ПРЕДОСТАВЛЕННЫЙ ОТРЫВОК>
══════════
Бывший любовник, которого притворялась что не узнала? До самого конца она не переставала уничтожать прошлое, будь это вчерашний день или годы приюта.
Всегда с любопытством относящаяся к новым звездам, она была рада видеть их у себя за столом, но не успевали они спуститься по зеркальной лестнице, как Коко начинала разбирать их по косточкам, не оставляя живого места: какая вульгарность, и она представляет Францию за границей! А эта! Ей надо немедленно вернуться домой, чтобы как следует вымыться. Что же касается того, кто называет себя писателем, — видели ли вы кого-нибудь, кто мазал бы пюре на хлеб? Откуда вышли эти люди? Ах! Что за время!
Она делала вид, что жалеет о своем времени, однако забывала переживших его, тех, кто вместе с ней прославил эту эпоху. Чего стоили они по сравнению с Мадемуазель Шанель? Только непризнанные, как Реверди, снискали ее милость. Почти помимо воли она выпускала когти всякий раз, когда при ней произносили имя Кокто. Она говорила, что он самый умный и самый одаренный из всех, кого она знала, но, как поэт, он самозванец. Сам ничего не сделал, все взял у других, особенно у Реверди. Она сердилась на меня, когда я защищал его. Кокто был для нее, что для быка красное. Она бросалась в бой. Она говорила:
— Останутся только Реверди и Сандрар[151].
Кокто, однако, бывал на всех празднествах на рю Камбон, куда он привел и Радиге. Однажды вечером (в январе 1969-го) она вспоминала, как умер Радиге:
«Боюсь, что он умирает, хныкал Жан (она изобразила его, притворно всхлипывая). Я дала ему термометр: Жан, пойди к нему, измерь температуру, потом положи термометр в этот футляр и принеси его мне. Но больше ничего не делай».
Она призывала меня в свидетели:
— Не могла же я ухаживать за Радиге, еще не зная, что он болен. Я плохо его знала. Иногда он приходил к завтраку. Он пил! Американцы, которые были при этом, сказали мне: «Как может такой молодой человек столько пить?».
Кокто принес термометр. У Радиге было больше сорока.
«Я позвонила врачу. Он ответил: «Сейчас 11 часов вечера. У меня был трудный день. Я пришлю своего ассистента». Но я настаивала. «Хорошо, — сказал врач, — я сделаю это для вас, но возьму с собой моего ассистента, он вам позвонит». Это явно означало, что ассистент поедет к Радиге один. Я сказала врачу: пожалуйста, пусть он мне не звонит, слишком поздно. Мне тоже нужно лечь в постель».
══════════
ПРЕДОСТАВЛЕННЫЕ ЗАПИСИ>
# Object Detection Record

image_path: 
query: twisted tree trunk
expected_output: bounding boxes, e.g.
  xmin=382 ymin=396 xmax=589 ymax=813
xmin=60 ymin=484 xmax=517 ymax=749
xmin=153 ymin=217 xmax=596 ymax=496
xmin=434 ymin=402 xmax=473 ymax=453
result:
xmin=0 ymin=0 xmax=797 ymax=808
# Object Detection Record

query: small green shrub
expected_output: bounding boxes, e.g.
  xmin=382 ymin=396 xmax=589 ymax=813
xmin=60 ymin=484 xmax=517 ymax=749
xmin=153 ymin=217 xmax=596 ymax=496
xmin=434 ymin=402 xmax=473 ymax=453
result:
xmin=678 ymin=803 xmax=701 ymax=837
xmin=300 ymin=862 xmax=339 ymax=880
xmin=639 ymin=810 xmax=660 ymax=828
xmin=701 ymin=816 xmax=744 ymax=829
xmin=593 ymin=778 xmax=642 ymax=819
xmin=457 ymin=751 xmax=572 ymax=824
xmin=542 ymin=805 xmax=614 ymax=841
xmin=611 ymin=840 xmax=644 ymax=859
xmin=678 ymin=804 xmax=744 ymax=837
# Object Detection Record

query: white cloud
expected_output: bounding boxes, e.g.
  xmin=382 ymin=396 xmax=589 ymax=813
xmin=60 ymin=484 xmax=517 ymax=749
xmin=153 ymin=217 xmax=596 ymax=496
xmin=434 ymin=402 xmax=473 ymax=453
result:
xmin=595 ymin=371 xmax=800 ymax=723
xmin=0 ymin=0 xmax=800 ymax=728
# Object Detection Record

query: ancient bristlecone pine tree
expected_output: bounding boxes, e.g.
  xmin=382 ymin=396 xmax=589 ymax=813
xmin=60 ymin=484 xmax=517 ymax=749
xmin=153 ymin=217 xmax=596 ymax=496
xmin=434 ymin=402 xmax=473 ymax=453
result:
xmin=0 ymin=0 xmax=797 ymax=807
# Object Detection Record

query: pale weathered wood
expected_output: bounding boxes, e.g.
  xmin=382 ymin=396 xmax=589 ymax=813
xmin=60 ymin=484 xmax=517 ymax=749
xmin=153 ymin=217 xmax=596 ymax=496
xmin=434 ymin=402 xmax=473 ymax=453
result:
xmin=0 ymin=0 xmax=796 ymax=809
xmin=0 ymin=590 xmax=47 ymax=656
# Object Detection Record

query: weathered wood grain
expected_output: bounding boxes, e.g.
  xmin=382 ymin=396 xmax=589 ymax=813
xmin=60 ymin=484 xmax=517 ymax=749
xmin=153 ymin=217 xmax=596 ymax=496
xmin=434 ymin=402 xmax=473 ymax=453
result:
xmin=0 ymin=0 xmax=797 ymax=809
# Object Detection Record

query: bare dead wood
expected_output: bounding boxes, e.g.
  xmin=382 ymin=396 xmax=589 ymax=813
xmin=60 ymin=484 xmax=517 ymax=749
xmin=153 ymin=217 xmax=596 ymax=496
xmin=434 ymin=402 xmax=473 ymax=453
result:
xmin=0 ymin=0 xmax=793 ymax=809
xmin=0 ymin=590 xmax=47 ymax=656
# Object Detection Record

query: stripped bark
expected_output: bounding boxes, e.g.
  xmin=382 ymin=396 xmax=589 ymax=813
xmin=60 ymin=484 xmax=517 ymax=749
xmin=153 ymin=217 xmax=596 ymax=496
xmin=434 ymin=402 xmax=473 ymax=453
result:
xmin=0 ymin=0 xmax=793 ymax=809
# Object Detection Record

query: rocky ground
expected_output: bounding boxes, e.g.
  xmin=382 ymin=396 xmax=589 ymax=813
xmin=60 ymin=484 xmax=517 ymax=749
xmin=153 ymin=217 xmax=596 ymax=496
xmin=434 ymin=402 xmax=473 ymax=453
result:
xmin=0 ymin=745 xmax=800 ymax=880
══════════
ЧТО СДЕЛАТЬ 1>
Какая температура оказалась у Радиге, согласно отрывку?
ЧТО СДЕЛАТЬ 2>
Измените «Мадемуазель Шанель» на «Коко Шанель» во фрагменте отрывка от слов «Она делала вид, что» до слов «Реверди и Сандрар[151].» включительно и приведите этот фрагмент целиком.
Записи никак не связаны с отрывком.

РЕЗУЛЬТАТ 1>
Больше сорока.

РЕЗУЛЬТАТ 2>
Она делала вид, что жалеет о своем времени, однако забывала переживших его, тех, кто вместе с ней прославил эту эпоху. Чего стоили они по сравнению с Коко Шанель? Только непризнанные, как Реверди, снискали ее милость. Почти помимо воли она выпускала когти всякий раз, когда при ней произносили имя Кокто. Она говорила, что он самый умный и самый одаренный из всех, кого она знала, но, как поэт, он самозванец. Сам ничего не сделал, все взял у других, особенно у Реверди. Она сердилась на меня, когда я защищал его. Кокто был для нее, что для быка красное. Она бросалась в бой. Она говорила:
— Останутся только Реверди и Сандрар[151].